Zu erledigende Aufgaben
1. Welche Quelle wird im Forenthread zu den Ivy-Bridge-CPUs angegeben?
2. Gib den Teil des Forenthreads zu den Ivy-Bridge-CPUs wieder, der mit den Worten „Heute Nachmittag hab“ beginnt und mit „da noch passiert.“ endet. Setze dabei „Onlineshop“ an die Stelle von „Shop“.

Vorliegender Text
══════════════════════════════

# [UPDATE 21.04] Ivy Bridge CPUs im Preisvergleich gelistet



## robbe (12. April 2012)

*Update 3: 
*Mittlerweile sind auch die ersten I3 Prozessoren im Preisvergleich aufgetaucht. Dabei handelt es sich um folgende Modelle:

- Core I3-3220
- Core I3-3225
- Core I3-3240

Die Preise sind mit 126€, 142€ und 144€ angegeben.

Ich denke es ist nur eine Frage der Zeit bis auch diese CPUs lieferbar sind, dabei hieß es vor kurzem noch, das die I3 Modelle erst im dritten Quartal erscheinen sollen.
*



Update 2:* Bei der ganzen Sache scheint ein ziemliches  Durcheinander zu herrschen. Nachdem zwischenzeitlich alle gelisteten  CPUs bei jeweils 5 Händlern zu kaufen und teilweiße sogar lieferbar  waren, sieht es jetzt wieder mau aus. Die meisten Händler sind wieder  aus der Liste verschwunden und auch die Preise bleiben nicht stabil.

 Heute Nachmittag hab ich einen als Lieferbar gekennzeichneten i5-3570k  bestellt, kurz darauf war dieser komplett aus dem Shop verschwunden. Mal  schaun was da noch passiert.

*

Update:* Mittlerweile bieten immer mehr Händler die CPUs an. Der  i5-3570k wird bereits von 4 Händlern angeboten, einige geben sogar eine  Lieferbarkeit von 1-2 Tagen an.



*Original:*
Knapp 2 Wochen vor dem mutmaßlichen Launch sind jetzt die ersten Ivy Bridge CPUs im Preisvergleich gelistet. Dabei handelt es sich um folgende Modelle:

i5-3450              
i5-3550
i5-3570k
i7-3770
i7-3770k

Die Preise sind mit 198,90€, 218,90€, 224,90€ für die drei i5 und 304€ bzw. 319€ für die beiden i7 angegeben.
Lieferbar ist jedoch noch keine der CPUs.

Ich könnte mir gut vorstellen, das ähnlich wie bei den Ivy Boards, noch vor dem eigentlichen Launch der Verkauf einiger Modelle beginnt.

Quelle: Geizhals


----------



## Lan_Party (12. April 2012)

Kein i5k  Modell!? 0.o 
Ich hoffe doch das kommt noch!


----------



## Nemesis_AS (12. April 2012)

Die Preise sehen, für mich, schon recht gut aus. Jetzt fehlen mir eigentlich nur noch die ersten offiziellen Tests und dann kann meine Entscheidung fallen. 

Aber 2 Wochen können soo lang sein...

MfG


----------



## Lan_Party (12. April 2012)

══════════════════════════════

Gespeicherte Einträge:
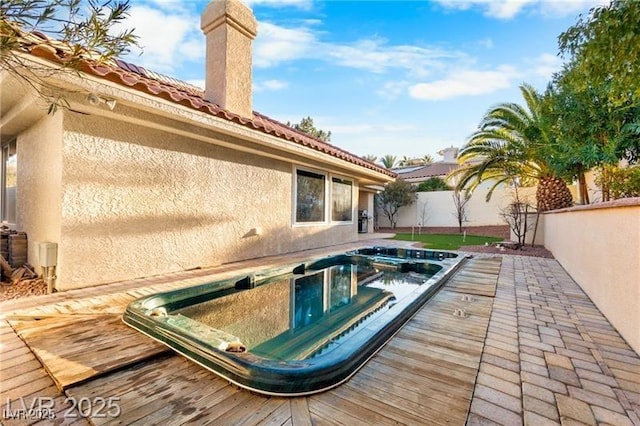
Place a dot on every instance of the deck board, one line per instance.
(432, 362)
(74, 348)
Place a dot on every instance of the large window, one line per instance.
(310, 196)
(321, 198)
(342, 200)
(9, 182)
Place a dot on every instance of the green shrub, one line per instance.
(622, 182)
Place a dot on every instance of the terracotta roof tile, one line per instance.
(171, 89)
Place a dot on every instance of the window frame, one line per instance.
(328, 198)
(8, 149)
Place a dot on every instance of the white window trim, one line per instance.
(328, 202)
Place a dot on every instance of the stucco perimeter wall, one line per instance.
(599, 246)
(138, 202)
(39, 178)
(437, 208)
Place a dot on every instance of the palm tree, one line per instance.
(388, 161)
(509, 147)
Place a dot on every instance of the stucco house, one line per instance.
(144, 174)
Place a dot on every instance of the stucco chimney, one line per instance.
(230, 28)
(449, 154)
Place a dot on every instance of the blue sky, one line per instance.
(385, 77)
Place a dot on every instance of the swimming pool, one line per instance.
(297, 329)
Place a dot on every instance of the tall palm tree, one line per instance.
(509, 147)
(388, 161)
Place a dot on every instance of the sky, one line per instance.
(403, 78)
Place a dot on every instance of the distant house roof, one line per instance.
(173, 90)
(416, 174)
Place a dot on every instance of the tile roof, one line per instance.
(174, 90)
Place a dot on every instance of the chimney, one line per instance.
(449, 154)
(230, 28)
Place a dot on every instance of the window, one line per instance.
(342, 197)
(310, 196)
(320, 198)
(9, 182)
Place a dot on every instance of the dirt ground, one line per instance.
(22, 289)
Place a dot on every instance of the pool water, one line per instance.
(297, 329)
(309, 313)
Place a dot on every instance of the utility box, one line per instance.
(48, 254)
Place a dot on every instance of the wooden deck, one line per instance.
(425, 375)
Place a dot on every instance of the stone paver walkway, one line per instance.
(550, 356)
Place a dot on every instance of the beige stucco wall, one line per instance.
(139, 202)
(599, 246)
(39, 177)
(437, 208)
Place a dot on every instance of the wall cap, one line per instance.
(622, 202)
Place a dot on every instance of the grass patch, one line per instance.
(447, 241)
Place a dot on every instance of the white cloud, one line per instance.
(301, 4)
(164, 50)
(569, 7)
(546, 65)
(486, 43)
(507, 9)
(269, 85)
(393, 89)
(465, 83)
(276, 44)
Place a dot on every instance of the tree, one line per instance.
(306, 126)
(388, 161)
(433, 184)
(512, 143)
(597, 94)
(460, 200)
(395, 195)
(604, 47)
(82, 31)
(591, 130)
(516, 214)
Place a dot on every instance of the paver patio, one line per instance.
(549, 357)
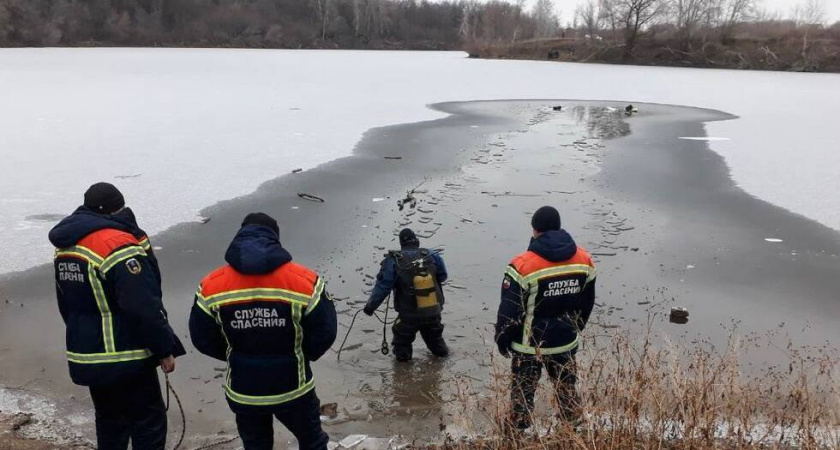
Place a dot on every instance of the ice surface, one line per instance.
(710, 138)
(181, 129)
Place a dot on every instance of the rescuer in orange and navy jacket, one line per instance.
(268, 317)
(109, 295)
(548, 294)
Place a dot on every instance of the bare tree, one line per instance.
(546, 18)
(688, 16)
(810, 13)
(635, 15)
(810, 16)
(733, 12)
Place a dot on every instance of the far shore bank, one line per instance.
(667, 226)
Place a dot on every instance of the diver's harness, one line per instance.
(385, 349)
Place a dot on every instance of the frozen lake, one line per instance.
(178, 130)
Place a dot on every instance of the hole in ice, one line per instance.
(701, 138)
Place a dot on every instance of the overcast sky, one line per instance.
(567, 7)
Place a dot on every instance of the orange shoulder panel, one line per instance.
(289, 276)
(530, 262)
(298, 278)
(104, 242)
(581, 257)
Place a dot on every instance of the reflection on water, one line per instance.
(602, 122)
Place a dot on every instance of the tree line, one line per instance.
(697, 33)
(708, 33)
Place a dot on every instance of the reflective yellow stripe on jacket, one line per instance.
(108, 357)
(268, 400)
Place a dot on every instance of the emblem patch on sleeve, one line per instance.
(133, 266)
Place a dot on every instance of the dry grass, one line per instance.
(643, 392)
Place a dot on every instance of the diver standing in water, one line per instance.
(415, 275)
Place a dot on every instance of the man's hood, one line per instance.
(256, 250)
(84, 221)
(555, 246)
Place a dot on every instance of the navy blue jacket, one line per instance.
(557, 278)
(267, 316)
(109, 294)
(386, 279)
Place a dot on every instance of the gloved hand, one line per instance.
(368, 310)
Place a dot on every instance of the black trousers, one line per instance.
(527, 370)
(131, 409)
(301, 416)
(405, 330)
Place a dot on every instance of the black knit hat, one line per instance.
(104, 198)
(546, 219)
(408, 238)
(262, 219)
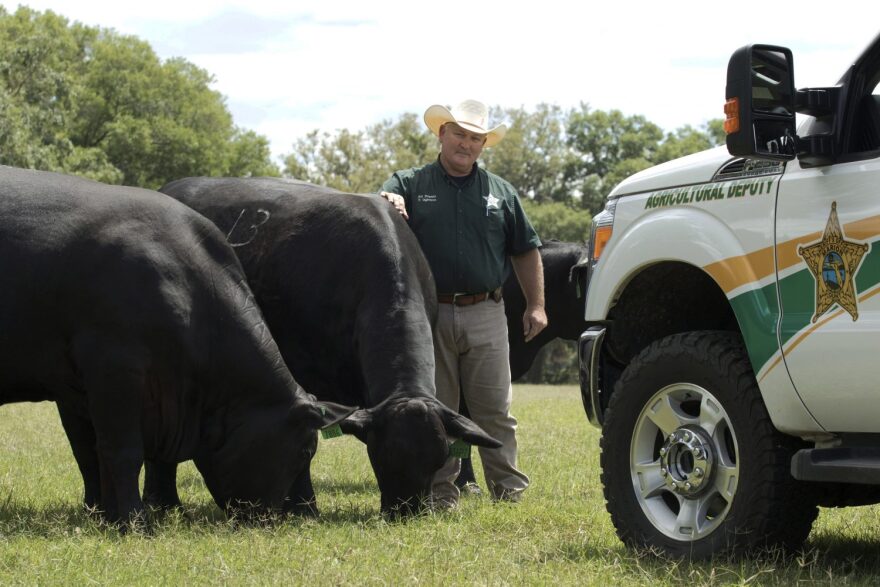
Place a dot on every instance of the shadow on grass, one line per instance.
(821, 559)
(330, 486)
(65, 520)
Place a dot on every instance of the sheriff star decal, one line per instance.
(833, 261)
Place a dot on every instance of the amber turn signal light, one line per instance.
(603, 235)
(731, 113)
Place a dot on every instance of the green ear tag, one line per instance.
(460, 450)
(331, 432)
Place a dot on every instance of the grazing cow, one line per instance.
(351, 301)
(132, 312)
(565, 289)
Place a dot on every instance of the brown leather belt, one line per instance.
(469, 299)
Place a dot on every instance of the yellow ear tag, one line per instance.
(460, 450)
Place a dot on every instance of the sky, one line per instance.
(289, 67)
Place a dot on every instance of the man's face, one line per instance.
(459, 148)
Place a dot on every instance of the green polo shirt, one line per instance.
(467, 234)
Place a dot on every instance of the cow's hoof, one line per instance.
(471, 489)
(303, 510)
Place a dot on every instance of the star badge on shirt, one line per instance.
(491, 202)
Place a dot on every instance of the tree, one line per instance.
(533, 153)
(605, 148)
(360, 162)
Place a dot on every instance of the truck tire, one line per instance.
(691, 463)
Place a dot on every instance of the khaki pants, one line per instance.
(472, 354)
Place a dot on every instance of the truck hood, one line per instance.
(692, 169)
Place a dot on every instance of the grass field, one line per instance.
(559, 534)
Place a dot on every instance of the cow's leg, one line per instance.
(301, 500)
(160, 485)
(466, 481)
(81, 435)
(114, 381)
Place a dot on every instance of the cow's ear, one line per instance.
(457, 426)
(358, 424)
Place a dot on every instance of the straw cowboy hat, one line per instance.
(469, 115)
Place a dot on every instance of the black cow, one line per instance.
(132, 313)
(351, 301)
(565, 290)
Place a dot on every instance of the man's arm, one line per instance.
(530, 273)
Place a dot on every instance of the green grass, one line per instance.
(559, 534)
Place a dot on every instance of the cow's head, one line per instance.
(408, 440)
(252, 455)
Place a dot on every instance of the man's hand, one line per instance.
(396, 201)
(534, 321)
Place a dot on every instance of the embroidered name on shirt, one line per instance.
(491, 202)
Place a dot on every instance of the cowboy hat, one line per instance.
(469, 115)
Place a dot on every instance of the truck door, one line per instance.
(828, 269)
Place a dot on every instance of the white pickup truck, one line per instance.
(733, 354)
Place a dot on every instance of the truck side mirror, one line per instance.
(760, 107)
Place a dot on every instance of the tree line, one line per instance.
(89, 101)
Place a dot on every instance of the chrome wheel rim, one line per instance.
(684, 462)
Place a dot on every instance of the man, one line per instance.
(472, 229)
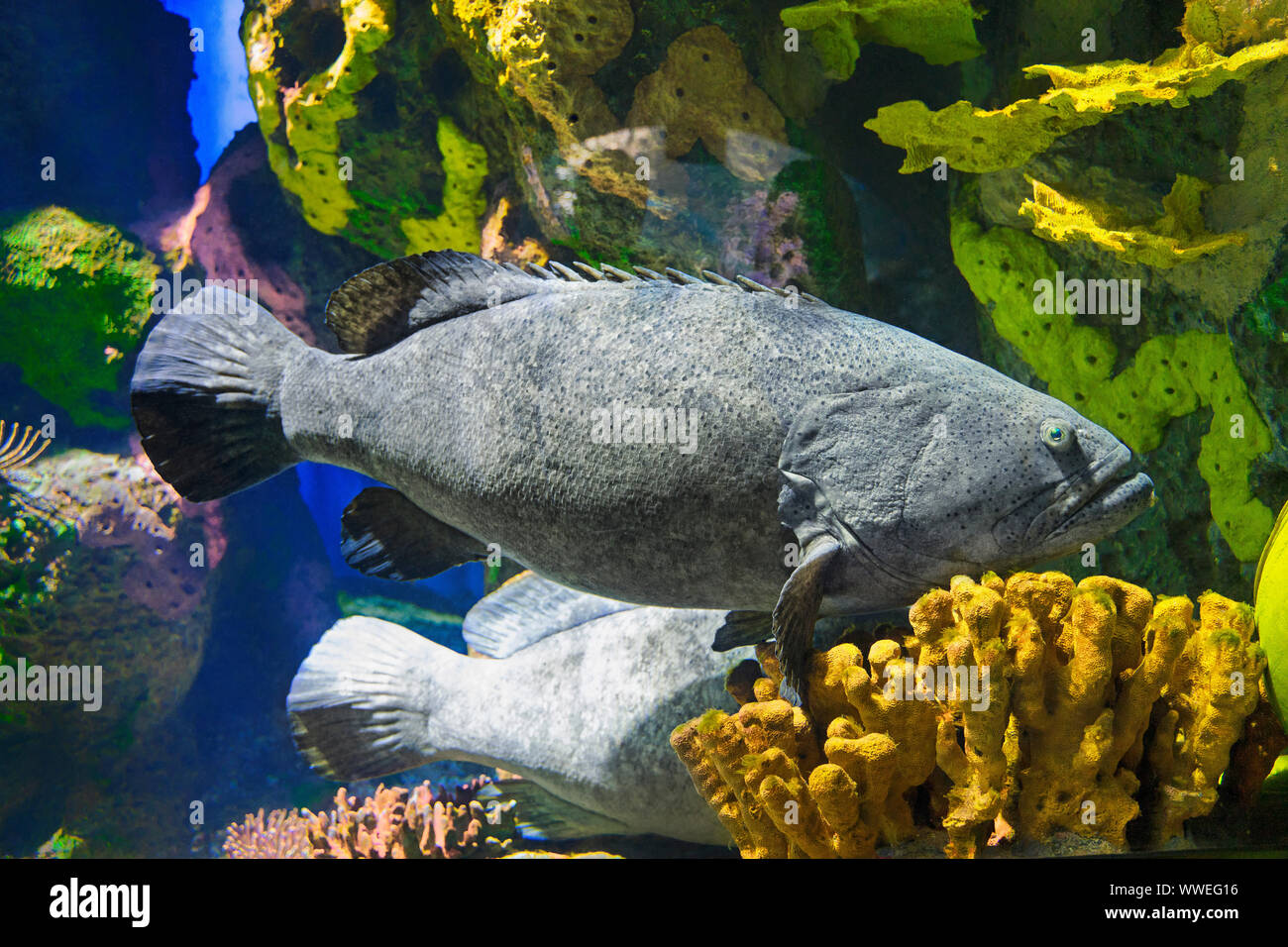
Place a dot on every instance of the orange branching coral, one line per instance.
(417, 823)
(283, 835)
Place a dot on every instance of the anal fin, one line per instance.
(798, 609)
(385, 535)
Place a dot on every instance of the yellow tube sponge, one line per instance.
(307, 163)
(978, 141)
(1179, 236)
(1214, 686)
(1030, 707)
(780, 792)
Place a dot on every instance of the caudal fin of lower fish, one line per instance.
(362, 702)
(205, 394)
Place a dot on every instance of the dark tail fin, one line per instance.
(205, 394)
(362, 702)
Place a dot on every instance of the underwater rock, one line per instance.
(73, 299)
(702, 90)
(394, 822)
(756, 244)
(458, 227)
(209, 235)
(1048, 707)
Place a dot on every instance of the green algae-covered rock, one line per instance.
(73, 299)
(360, 103)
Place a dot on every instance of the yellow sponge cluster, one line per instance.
(1024, 707)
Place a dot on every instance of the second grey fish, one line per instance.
(818, 462)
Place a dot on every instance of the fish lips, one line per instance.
(1087, 506)
(1103, 499)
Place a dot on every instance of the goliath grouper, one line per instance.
(583, 706)
(658, 440)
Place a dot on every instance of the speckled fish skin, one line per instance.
(838, 466)
(923, 463)
(587, 712)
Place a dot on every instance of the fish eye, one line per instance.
(1056, 434)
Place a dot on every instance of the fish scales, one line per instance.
(837, 464)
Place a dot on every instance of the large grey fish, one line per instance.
(584, 714)
(656, 440)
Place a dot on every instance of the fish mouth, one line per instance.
(1103, 499)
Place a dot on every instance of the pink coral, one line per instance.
(758, 243)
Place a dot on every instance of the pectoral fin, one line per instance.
(798, 609)
(385, 535)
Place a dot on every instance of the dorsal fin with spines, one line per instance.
(384, 304)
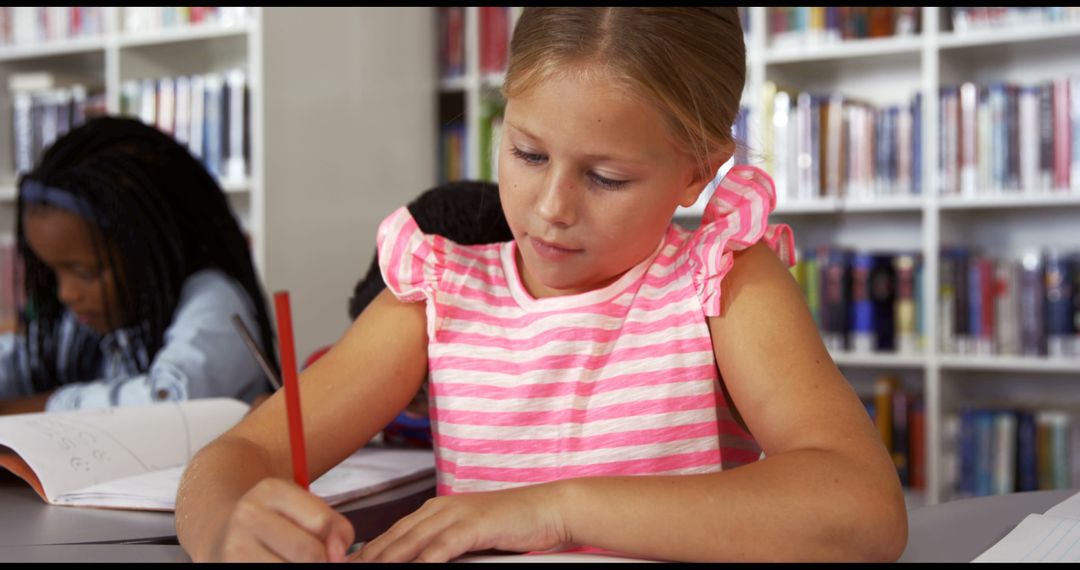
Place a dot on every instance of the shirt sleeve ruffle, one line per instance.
(736, 217)
(412, 262)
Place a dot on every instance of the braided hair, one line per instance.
(466, 212)
(158, 216)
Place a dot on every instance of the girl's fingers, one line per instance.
(293, 523)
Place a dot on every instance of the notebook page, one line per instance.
(70, 450)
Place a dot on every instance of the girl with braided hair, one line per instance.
(134, 263)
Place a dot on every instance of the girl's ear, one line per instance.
(701, 177)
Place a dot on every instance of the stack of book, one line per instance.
(206, 112)
(863, 301)
(1027, 306)
(30, 25)
(900, 418)
(1011, 447)
(1004, 137)
(834, 146)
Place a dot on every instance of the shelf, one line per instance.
(1010, 201)
(183, 34)
(875, 360)
(52, 49)
(1007, 35)
(230, 187)
(237, 187)
(1008, 364)
(833, 205)
(454, 83)
(846, 50)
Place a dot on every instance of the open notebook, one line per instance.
(133, 457)
(1053, 537)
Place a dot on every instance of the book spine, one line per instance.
(1058, 301)
(1004, 452)
(1027, 474)
(863, 329)
(882, 293)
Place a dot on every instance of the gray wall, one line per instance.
(350, 134)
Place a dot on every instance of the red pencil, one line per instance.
(292, 388)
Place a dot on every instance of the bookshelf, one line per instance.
(1007, 222)
(322, 97)
(917, 218)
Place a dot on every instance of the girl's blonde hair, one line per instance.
(689, 62)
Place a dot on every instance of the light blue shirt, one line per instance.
(202, 355)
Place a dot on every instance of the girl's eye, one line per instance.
(85, 274)
(530, 158)
(607, 182)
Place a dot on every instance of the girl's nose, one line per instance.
(558, 200)
(68, 292)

══════════════════════════════

Lösungen
1. Geizhals.

2.
Heute Nachmittag hab ich einen als Lieferbar gekennzeichneten i5-3570k  bestellt, kurz darauf war dieser komplett aus dem Onlineshop verschwunden. Mal  schaun was da noch passiert.